SET EXERCISE:
Reproduce each of the entries below verbatim, leaving the pictures out of your output.
** start DATASET EXTRACT **
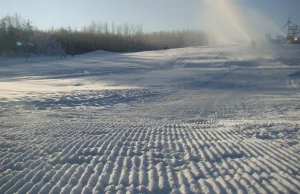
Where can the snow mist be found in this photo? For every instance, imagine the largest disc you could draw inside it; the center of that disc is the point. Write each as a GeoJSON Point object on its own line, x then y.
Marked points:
{"type": "Point", "coordinates": [229, 23]}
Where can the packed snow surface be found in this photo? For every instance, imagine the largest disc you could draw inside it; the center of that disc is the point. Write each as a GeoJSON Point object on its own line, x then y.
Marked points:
{"type": "Point", "coordinates": [220, 119]}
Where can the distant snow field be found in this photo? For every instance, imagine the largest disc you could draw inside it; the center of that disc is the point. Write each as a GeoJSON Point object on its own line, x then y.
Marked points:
{"type": "Point", "coordinates": [219, 119]}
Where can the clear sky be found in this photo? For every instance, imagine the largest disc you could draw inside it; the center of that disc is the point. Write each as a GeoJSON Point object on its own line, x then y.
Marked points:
{"type": "Point", "coordinates": [152, 14]}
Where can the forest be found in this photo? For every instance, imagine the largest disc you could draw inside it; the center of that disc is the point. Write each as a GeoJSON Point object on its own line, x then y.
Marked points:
{"type": "Point", "coordinates": [19, 37]}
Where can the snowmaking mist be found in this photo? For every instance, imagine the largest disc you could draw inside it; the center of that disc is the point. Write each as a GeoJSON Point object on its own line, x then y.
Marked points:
{"type": "Point", "coordinates": [230, 23]}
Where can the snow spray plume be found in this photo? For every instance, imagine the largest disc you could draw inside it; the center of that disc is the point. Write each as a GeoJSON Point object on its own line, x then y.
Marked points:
{"type": "Point", "coordinates": [228, 23]}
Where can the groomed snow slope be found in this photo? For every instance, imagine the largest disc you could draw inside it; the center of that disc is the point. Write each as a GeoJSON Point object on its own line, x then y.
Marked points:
{"type": "Point", "coordinates": [221, 119]}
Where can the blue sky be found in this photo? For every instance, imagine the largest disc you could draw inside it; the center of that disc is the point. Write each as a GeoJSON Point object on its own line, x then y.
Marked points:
{"type": "Point", "coordinates": [152, 14]}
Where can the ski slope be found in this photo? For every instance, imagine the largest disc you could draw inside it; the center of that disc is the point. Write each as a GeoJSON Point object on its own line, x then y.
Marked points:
{"type": "Point", "coordinates": [218, 119]}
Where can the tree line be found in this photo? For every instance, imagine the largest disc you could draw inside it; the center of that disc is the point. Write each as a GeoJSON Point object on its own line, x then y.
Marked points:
{"type": "Point", "coordinates": [19, 37]}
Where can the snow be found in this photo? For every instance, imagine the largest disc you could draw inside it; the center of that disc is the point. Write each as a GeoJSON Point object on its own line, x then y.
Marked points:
{"type": "Point", "coordinates": [218, 119]}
** end DATASET EXTRACT **
THE ANSWER:
Where can the snow mist be found in this photo? For every instance, imagine the largest disc you could draw inside it; the center of that disc is the point. Write each as a GeoJSON Point object on its own line, x then y.
Marked points:
{"type": "Point", "coordinates": [229, 23]}
Where can the packed snow surface be found in this photo? For every instance, imagine the largest disc you could draw inside it; the center of that disc is the point. Write each as a GeoJSON Point object on its own line, x then y.
Marked points:
{"type": "Point", "coordinates": [220, 119]}
Where can the distant snow field be found in this photo? For every instance, imagine the largest disc you could draw inside it; the center of that disc is the point. Write each as a GeoJSON Point object on its own line, x then y.
Marked points:
{"type": "Point", "coordinates": [219, 119]}
Where can the clear sky be found in this photo? For every instance, imagine the largest disc you could draw inside it; the center of that disc is the point. Write each as a GeoJSON Point object on its own line, x then y.
Marked points:
{"type": "Point", "coordinates": [152, 14]}
Where can the forest be found in this photo? For every instance, imagine the largest disc you could draw inside it; the center of that disc is the point. Write each as a GeoJSON Point object on its own line, x then y.
Marked points:
{"type": "Point", "coordinates": [19, 37]}
Where can the snowmaking mist be found in this photo? For every instance, imagine the largest disc you could draw inside it; the center of that disc is the point. Write each as a GeoJSON Point object on its own line, x then y.
Marked points:
{"type": "Point", "coordinates": [230, 23]}
Where can the snow spray plume be found in this photo? For every instance, imagine the largest disc you could draw inside it; the center of that disc is the point. Write each as a GeoJSON Point object on its own line, x then y.
Marked points:
{"type": "Point", "coordinates": [228, 23]}
Where can the groomed snow slope be found in this photo? For every instance, imagine the largest disc you could draw inside it; the center of that disc is the point. Write each as a GeoJSON Point object on its own line, x then y.
Marked points:
{"type": "Point", "coordinates": [221, 119]}
Where can the blue sky be found in this photo? For every instance, imagine the largest disc you could draw inside it; the center of that disc is the point. Write each as a GeoJSON Point object on its own line, x then y.
Marked points:
{"type": "Point", "coordinates": [152, 14]}
Where can the ski slope be found in this photo? For every instance, imagine the largest disc you could draw inside it; the center of that disc is the point. Write each as a GeoJSON Point object on its own line, x then y.
Marked points:
{"type": "Point", "coordinates": [218, 119]}
Where can the tree line be found in this photo? For every instance, imagine the largest disc you could draw inside it; the center of that disc is the point. Write each as a GeoJSON Point object on its own line, x then y.
Marked points:
{"type": "Point", "coordinates": [19, 37]}
Where can the snow be found in this photo? For every instance, imagine the largest disc you could draw inside it; the center of that disc is the point. Write each as a GeoJSON Point object on its own line, x then y.
Marked points:
{"type": "Point", "coordinates": [218, 119]}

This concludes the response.